DATA FOR REVIEW »
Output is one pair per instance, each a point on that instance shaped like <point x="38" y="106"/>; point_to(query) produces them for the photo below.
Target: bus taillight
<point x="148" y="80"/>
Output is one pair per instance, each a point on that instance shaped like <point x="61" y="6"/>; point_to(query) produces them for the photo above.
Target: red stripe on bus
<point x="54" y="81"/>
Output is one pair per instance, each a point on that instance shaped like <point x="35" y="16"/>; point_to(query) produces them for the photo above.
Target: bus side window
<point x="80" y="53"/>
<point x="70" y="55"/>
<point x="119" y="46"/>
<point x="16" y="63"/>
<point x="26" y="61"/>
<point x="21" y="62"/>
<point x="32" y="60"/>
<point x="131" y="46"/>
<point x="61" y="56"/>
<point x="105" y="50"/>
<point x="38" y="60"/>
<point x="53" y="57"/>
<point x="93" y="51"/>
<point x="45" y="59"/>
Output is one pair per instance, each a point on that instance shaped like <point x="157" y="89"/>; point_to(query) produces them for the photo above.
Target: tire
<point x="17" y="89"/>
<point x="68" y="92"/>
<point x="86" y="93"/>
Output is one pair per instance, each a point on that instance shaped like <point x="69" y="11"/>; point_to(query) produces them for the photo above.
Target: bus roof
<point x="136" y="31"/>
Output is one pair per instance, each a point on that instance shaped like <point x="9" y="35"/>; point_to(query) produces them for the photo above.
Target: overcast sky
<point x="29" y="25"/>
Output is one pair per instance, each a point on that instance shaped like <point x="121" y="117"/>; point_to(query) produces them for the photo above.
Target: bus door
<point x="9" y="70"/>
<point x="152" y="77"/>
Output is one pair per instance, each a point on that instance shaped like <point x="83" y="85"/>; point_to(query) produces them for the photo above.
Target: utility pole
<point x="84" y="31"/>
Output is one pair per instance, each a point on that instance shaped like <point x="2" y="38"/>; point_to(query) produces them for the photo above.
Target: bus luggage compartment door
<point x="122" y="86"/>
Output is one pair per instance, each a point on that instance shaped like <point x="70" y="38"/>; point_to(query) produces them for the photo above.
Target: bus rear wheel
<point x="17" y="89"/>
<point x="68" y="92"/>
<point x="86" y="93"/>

EXERCISE AIM » Gather every line from the listing above in which the word "pair" appears.

YOUR RESPONSE »
Output is one pair per instance, each a point on that instance shaped like <point x="38" y="106"/>; point_to(query) produces them for the photo below.
Output is one pair per instance, each a point on that instance shaped like <point x="61" y="6"/>; point_to(query) produces them for the photo above.
Output is one pair per instance, each a point on that instance shaped like <point x="35" y="16"/>; point_to(query) produces them for the photo above.
Output is one pair per instance, each a point on that instance shaped like <point x="157" y="89"/>; point_to(query) produces them for the photo above.
Output is one pair per instance, each a point on that instance shaped like <point x="69" y="11"/>; point_to(query) produces them for the photo above.
Output is one pair per instance, each a point on that instance shaped like <point x="9" y="35"/>; point_to(query) produces them for the photo above.
Output is one pair per instance, each a point on that instance shaped like <point x="121" y="117"/>; point_to(query) produces them for the photo above.
Output is one pair per instance, each a point on that instance shaped like <point x="83" y="85"/>; point_to(query) produces them for the photo above.
Output is one pair per instance, each a point on that instance shaped like <point x="2" y="38"/>; point_to(query) produces them for the photo above.
Output is one pair per instance, each a point on that instance shaped like <point x="70" y="38"/>; point_to(query) produces them for the photo above.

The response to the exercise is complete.